[Texto fornecido]
^^^^

No final deste mês de junho, todas as discussões em torno do futuro do transporte aéreo “aterram” em Lisboa com a realização de certames que se propõem a refletir sobre o sector aeroportuário.

O ISEC Lisboa, em parceria com o Instituto Superior Técnico e a Universidade da Beira Interior, organizam a Semana do Transporte Aéreo, que se realiza de 27 de junho a 4 de julho, e que contará com dois grandes eventos, onde se debaterá o setor aeroportuário.

Assim, entre 27 e 29 de junho, o Campus Académico do Lumiar do ISEC Lisboa recebe o IX RIDITA, que reunirá mais de 50 especialistas, líderes do sector da aviação para discutir desafios do mercado ibero-americano e de 30 de junho a 4 de julho, a ATRS – Air Transport Research Society organiza a conferência mundial de transporte aéreo, com reflexões sobre temas como a descarbonização dos aeroportos à sustentabilidade do transporte aéreo.

Neste âmbito, o JE entrevistou Rosário Macário, Chairwoman da ATRS – Air Transport Research Society e membro da Comissão Técnica Independente que estou várias localizações possíveis para o novo aeroporto de Lisboa, que será edificado no Campo de Tiro de Alcochete. 

Destaca esta especialista que a economia portuguesa não só “depende do transporte aéreo” como Portugal dificilmente vai conseguir estar ligado ao centro da Europa por via terrestre de “forma eficiente”. Sobre o debate que se coloca na Europa sobre a possibilidade de substituir o aéreo pelo ferroviário, Rosário Macário considera que “Portugal nunca poderá dispensar o transporte aéreo” e que o país sempre foi “muito deficitário em relação às políticas de transporte aéreo”.

^^^^

[O que se pede] Indique se cada afirmação concorda com o texto sobre a Semana do Transporte Aéreo. Responda com sim ou não e cite as palavras do texto que decidem a resposta. 1. A Semana do Transporte Aéreo decorre entre 27 de junho e 4 de julho. 2. O IX RIDITA vai juntar menos de 50 especialistas. 3. Rosário Macário entende que Portugal poderá prescindir do transporte aéreo. Os itens não são usados em nada disto.

^^^^

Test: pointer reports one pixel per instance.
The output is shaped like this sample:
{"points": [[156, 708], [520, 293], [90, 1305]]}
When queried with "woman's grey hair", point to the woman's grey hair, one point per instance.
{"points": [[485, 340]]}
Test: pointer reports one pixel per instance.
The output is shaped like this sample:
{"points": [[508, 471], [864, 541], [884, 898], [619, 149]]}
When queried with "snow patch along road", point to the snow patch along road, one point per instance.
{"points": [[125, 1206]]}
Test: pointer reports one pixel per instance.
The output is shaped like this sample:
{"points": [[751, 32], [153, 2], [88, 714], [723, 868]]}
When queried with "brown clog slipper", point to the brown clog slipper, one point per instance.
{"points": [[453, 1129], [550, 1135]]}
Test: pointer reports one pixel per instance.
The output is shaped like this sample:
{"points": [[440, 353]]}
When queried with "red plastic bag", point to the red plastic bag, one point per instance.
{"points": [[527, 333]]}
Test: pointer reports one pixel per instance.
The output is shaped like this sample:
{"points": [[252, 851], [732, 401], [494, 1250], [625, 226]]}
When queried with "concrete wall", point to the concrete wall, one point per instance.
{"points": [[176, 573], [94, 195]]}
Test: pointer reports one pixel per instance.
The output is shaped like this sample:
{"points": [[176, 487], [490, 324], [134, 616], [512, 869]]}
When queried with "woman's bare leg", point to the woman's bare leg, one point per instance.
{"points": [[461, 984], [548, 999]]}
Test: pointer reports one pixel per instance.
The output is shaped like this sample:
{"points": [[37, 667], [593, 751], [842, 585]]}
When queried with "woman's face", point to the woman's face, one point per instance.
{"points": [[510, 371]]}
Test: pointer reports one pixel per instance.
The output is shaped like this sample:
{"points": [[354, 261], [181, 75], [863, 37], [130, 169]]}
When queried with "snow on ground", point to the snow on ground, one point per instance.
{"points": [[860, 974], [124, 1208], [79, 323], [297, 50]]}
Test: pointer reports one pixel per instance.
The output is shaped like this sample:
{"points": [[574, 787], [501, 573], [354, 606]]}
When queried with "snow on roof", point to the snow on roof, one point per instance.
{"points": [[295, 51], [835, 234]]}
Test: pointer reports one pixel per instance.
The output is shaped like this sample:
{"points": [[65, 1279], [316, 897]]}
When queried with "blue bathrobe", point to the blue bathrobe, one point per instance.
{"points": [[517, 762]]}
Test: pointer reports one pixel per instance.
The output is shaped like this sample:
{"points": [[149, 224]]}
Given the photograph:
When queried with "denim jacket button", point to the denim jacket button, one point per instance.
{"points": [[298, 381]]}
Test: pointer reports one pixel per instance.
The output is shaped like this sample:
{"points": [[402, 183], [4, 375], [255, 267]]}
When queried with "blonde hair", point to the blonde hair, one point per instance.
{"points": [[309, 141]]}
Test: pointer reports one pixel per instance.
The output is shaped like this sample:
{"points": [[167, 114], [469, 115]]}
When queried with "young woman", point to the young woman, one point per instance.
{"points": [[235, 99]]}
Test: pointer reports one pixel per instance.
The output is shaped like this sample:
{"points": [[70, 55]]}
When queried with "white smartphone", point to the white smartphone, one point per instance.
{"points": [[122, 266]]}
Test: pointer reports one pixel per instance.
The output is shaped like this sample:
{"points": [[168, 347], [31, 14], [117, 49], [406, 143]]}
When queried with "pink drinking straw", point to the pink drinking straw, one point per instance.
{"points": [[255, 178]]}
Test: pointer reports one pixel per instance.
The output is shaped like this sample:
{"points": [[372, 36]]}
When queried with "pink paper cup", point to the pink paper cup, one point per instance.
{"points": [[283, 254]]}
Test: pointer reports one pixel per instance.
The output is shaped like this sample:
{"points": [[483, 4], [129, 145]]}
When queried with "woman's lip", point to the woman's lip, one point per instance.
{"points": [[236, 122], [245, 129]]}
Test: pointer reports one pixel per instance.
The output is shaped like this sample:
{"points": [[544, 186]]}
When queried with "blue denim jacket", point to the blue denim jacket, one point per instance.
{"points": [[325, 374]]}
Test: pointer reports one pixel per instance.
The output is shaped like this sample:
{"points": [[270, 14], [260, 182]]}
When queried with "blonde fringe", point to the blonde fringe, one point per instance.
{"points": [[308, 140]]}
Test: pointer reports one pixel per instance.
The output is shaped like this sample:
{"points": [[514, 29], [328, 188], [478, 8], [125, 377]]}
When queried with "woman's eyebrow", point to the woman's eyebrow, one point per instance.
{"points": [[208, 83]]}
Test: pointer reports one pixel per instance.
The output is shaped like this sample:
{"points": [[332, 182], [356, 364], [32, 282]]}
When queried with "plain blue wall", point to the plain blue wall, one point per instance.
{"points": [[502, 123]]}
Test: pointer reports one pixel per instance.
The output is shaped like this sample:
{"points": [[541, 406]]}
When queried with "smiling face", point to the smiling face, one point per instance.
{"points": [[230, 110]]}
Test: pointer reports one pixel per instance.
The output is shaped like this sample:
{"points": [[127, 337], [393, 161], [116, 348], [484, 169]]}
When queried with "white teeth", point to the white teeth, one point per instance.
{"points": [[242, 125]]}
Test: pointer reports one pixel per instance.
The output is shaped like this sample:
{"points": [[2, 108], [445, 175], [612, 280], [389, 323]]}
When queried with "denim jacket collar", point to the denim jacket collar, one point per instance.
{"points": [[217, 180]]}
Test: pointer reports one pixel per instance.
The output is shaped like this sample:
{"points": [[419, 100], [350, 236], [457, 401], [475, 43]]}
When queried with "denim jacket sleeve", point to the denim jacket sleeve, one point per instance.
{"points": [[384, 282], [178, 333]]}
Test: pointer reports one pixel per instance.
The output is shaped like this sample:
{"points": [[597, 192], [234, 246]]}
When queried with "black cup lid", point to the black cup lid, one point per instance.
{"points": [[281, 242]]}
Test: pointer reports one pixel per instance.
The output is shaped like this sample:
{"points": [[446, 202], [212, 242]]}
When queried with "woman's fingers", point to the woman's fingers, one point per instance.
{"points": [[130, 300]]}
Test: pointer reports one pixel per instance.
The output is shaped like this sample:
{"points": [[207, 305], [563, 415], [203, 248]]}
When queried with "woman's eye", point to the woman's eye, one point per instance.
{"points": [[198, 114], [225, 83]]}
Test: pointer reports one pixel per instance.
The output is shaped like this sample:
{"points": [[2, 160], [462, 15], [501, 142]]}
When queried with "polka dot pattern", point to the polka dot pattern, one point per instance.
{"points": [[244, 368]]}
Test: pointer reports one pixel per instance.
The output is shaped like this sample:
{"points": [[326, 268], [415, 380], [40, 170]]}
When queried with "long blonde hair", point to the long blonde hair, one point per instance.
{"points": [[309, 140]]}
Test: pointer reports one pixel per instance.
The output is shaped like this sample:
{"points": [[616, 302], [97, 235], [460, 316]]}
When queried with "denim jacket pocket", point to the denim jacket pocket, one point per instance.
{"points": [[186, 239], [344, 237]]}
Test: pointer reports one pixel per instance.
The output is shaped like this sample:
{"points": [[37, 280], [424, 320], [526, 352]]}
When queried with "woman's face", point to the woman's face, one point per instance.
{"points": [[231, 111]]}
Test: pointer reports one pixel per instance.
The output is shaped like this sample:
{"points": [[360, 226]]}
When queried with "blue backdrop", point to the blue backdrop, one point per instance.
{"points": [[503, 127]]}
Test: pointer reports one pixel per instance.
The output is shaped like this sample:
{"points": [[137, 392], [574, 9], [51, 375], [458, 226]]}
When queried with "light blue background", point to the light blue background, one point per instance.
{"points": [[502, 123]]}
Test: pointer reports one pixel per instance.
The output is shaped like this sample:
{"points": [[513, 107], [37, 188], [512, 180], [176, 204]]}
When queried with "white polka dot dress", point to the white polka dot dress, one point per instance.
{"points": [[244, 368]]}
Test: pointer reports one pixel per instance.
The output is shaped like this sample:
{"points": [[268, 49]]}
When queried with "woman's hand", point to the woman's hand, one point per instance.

^^^^

[Resolução proposta]
1. Sim: «que se realiza de 27 de junho a 4 de julho».
2. Não: «reunirá mais de 50 especialistas».
3. Não: «Portugal nunca poderá dispensar o transporte aéreo».